*Text section*.

Well, the model identifies the image as a cat—but is it really? Although the image achieves a high similarity score, it doesn’t truly resemble a cat. This optimized image, which tricks the model into making an incorrect prediction, is known as an **adversarial image**.  

To better understand why this image was generated, take a look at the following illustration:

![mapping-between-images-and-embeddings.png](https://i.postimg.cc/NG2ZbP9J/mapping-between-images-and-embeddings.png)

A region of all images corresponding to a {text, image} embedding contains 
interpretable images as well as noise-like adversarial patterns.
Reconstructing an image from an embedding typically leads to
such a degenerate noisy image. 

We now need a method to ensure that the reconstructed image lies within the interpretable region of the manifold. Upon reviewing the generated image, you'll notice that it exhibits high-frequency patterns. In the following sections, we will modify the optimization process to avoid the degenerate high-frequency solutions commonly seen in adversarial examples.

Dataset records:
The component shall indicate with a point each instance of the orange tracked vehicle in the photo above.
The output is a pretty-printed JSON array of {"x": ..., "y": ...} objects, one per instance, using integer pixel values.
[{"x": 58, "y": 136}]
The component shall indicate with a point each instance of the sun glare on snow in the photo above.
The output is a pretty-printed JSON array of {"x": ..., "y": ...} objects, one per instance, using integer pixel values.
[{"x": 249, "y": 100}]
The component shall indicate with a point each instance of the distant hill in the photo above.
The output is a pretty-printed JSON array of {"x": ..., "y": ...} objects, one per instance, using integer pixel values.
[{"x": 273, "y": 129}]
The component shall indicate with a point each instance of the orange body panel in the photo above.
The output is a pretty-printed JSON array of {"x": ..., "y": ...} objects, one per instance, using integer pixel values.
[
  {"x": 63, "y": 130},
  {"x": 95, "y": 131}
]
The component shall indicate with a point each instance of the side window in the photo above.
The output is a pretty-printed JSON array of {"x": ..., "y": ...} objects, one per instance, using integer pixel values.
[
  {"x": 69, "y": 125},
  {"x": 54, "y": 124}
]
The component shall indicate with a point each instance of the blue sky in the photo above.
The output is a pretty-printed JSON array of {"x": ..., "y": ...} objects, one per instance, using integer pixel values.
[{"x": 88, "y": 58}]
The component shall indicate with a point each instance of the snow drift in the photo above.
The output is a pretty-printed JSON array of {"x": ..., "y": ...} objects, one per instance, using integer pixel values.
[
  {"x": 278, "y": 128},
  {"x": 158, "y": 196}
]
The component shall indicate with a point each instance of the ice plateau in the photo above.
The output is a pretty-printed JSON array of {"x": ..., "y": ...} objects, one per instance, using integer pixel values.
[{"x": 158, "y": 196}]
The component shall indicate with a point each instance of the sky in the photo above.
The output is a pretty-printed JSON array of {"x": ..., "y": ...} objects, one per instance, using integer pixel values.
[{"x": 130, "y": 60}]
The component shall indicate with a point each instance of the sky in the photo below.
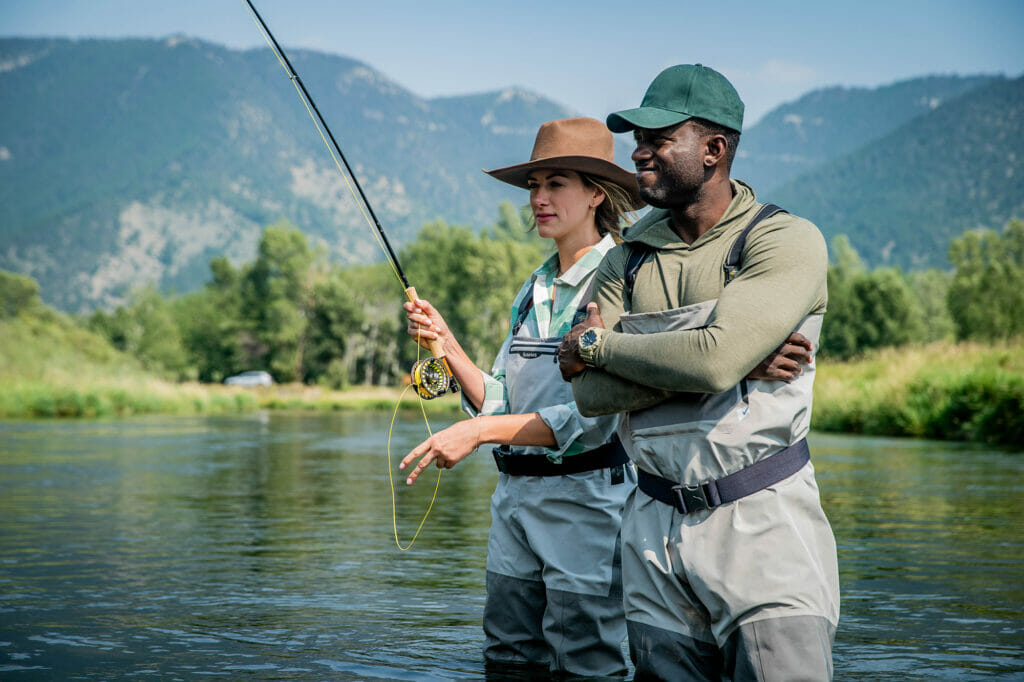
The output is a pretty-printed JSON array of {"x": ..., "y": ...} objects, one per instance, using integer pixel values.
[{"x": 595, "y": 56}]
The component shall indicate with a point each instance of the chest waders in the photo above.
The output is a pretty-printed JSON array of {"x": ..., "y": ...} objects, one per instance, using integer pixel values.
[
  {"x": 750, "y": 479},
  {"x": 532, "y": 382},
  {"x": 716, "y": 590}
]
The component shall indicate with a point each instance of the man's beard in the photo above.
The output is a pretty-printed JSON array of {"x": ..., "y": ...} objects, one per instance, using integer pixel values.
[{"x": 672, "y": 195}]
---
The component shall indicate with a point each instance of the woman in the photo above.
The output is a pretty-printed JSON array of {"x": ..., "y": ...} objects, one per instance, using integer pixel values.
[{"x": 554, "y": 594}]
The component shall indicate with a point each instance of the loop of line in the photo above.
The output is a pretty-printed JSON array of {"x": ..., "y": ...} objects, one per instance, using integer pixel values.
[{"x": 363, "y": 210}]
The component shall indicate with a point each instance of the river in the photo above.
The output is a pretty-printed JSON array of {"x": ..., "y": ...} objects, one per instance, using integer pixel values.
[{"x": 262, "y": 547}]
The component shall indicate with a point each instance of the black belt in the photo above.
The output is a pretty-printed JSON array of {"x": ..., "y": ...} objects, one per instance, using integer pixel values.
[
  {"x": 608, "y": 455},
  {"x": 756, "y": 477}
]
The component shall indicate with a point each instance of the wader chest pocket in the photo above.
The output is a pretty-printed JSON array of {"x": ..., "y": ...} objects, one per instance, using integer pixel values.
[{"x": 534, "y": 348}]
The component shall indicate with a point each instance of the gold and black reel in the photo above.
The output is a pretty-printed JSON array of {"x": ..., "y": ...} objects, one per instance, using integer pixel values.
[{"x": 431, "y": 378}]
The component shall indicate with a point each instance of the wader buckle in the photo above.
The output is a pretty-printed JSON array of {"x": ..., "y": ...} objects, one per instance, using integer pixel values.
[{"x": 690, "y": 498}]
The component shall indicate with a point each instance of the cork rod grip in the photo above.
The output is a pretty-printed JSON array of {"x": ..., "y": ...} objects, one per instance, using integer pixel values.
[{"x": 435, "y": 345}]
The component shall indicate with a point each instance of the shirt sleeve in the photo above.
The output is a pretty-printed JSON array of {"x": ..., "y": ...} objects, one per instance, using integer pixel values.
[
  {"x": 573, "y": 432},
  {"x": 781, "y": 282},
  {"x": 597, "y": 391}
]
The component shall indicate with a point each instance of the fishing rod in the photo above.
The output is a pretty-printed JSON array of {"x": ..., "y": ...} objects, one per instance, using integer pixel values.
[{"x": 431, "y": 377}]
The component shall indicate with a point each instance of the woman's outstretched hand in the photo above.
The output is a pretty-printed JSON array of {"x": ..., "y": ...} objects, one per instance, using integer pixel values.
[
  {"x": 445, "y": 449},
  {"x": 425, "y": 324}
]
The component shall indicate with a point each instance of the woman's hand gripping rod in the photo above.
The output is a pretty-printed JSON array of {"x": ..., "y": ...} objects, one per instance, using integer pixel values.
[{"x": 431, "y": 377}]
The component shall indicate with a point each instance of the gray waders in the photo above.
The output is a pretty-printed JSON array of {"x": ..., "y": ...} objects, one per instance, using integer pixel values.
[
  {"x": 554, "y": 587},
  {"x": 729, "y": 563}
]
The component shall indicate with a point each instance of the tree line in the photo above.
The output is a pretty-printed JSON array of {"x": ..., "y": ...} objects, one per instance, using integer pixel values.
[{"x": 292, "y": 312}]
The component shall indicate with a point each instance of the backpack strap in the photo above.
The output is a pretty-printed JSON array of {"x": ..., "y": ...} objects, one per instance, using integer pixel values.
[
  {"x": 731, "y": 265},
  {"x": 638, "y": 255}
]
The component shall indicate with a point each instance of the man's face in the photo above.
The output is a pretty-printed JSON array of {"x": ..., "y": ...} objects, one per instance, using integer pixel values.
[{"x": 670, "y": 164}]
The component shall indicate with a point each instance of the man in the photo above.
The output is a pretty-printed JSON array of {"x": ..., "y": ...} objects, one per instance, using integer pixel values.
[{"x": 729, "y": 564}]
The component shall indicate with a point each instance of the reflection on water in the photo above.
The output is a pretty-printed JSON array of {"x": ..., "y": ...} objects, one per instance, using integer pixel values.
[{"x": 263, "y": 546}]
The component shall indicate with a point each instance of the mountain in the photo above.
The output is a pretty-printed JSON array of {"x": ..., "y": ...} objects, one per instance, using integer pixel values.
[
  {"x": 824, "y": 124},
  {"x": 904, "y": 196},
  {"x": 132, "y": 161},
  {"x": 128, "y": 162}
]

*What needs to be done*.
Repeat the passage in the text on adversarial images, from "Reconstructing an image" to "in adversarial examples.", word for word.

*Exercise solution*.
Reconstructing an image from an embedding typically leads to
such a degenerate noisy image. 

We now need a method to ensure that the reconstructed image lies within the interpretable region of the manifold. Upon reviewing the generated image, you'll notice that it exhibits high-frequency patterns. In the following sections, we will modify the optimization process to avoid the degenerate high-frequency solutions commonly seen in adversarial examples.